Raw listing
______

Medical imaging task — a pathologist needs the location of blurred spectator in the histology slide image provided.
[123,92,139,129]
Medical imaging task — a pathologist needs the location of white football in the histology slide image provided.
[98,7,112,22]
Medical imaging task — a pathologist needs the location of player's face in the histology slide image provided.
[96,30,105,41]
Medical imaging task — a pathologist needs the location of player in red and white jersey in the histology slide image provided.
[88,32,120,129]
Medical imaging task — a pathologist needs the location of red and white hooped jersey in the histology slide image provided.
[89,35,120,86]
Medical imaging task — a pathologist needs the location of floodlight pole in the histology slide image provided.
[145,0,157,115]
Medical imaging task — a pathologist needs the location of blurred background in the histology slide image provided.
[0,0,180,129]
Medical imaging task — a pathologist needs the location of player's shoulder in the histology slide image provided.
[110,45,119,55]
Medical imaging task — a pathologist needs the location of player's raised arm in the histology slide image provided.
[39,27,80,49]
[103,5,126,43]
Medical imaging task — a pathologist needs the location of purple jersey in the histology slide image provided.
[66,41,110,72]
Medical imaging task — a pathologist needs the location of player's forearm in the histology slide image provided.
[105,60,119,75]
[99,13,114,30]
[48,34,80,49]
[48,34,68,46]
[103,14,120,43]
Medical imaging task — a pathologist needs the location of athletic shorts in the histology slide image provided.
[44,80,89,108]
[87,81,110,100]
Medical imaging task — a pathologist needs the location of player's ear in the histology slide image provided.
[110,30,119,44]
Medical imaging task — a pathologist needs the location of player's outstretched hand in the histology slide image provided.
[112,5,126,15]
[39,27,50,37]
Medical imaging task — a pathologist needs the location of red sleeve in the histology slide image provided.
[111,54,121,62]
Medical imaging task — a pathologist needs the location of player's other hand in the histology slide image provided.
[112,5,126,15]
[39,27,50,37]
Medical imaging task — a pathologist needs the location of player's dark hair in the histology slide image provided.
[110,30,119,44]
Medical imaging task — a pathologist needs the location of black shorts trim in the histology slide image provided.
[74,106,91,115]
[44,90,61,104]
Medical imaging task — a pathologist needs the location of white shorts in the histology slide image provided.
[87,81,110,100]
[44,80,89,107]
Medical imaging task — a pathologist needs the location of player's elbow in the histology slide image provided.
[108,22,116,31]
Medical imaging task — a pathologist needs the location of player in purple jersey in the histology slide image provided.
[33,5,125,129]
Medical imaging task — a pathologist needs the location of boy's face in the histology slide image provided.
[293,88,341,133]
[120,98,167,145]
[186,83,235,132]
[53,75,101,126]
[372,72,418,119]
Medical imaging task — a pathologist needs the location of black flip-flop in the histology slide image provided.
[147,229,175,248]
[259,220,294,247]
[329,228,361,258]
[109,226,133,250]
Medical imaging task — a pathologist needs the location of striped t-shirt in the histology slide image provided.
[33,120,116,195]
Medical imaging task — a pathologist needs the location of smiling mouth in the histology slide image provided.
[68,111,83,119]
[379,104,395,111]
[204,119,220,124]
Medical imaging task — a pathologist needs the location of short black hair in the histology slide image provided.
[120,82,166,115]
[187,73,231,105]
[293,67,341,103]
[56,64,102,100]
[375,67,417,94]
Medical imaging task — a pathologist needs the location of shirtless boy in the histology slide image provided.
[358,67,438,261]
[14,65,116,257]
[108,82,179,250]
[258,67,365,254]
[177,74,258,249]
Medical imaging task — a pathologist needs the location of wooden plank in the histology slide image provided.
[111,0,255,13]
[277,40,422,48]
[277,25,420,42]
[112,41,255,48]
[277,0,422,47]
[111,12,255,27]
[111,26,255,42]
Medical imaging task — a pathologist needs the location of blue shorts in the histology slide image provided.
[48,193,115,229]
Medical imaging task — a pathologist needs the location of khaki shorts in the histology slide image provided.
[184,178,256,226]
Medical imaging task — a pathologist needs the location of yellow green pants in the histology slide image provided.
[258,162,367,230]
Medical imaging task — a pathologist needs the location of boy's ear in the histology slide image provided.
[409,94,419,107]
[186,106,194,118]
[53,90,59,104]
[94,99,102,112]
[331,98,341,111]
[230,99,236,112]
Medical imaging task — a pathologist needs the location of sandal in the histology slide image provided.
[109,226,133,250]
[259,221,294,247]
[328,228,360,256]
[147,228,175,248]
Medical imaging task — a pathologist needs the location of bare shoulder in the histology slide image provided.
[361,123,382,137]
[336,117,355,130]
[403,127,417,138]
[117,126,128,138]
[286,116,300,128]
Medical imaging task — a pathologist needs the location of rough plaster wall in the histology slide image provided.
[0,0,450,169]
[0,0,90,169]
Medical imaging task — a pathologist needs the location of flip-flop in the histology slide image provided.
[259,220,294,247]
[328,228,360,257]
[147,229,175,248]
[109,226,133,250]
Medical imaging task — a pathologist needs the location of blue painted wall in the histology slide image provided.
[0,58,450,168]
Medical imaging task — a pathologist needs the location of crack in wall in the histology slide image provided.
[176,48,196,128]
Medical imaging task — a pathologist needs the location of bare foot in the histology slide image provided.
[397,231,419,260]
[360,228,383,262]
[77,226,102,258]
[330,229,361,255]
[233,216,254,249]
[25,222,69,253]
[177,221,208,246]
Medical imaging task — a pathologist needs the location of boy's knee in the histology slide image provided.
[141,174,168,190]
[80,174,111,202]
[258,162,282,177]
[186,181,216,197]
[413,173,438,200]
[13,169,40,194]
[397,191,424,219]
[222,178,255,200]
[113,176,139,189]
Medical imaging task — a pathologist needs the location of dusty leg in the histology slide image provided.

______

# Job
Please reproduce the listing above from its start through the line containing "[66,41,110,72]", both included, keeping each request line unchanged. Scale every bounding-box coordinate by 2.45 and round to whole numbers, with halves rounding up.

# Correct answer
Medical imaging task — a pathologist needs the location of blurred spectator in the histology slide image provided.
[301,225,341,316]
Medical imaging task — a pathologist needs the location of white football in the histology slide image provided.
[240,17,274,54]
Medical imaging task — a pathologist needs the location of player's face in the histology slide image provided.
[235,74,257,100]
Medical imaging task — a pathologist needs the location of player in red and white jersey in the histology slide image provided.
[216,78,294,316]
Medical imaging task — a pathologist needs the location of red and white hooped jersey in the histology slide image provided.
[218,86,294,211]
Medical imaging task — a pathologist needs the location of floodlight pole in the histology slide image provided.
[355,0,385,282]
Medical imaging task — a pathologist needs the location of blurred background in the histology slide image provided.
[0,0,441,316]
Medical imaging task — a pathologist needs the location of player's shoulder in the histology slide image provided.
[270,110,292,135]
Medical imaging task — a pathologist needs the location of player's raised arm in the histology slide image provided.
[96,66,196,120]
[252,12,309,105]
Medical imaging task — a pathologist needs the location of purple jersey in the histology slide image provided.
[162,100,270,176]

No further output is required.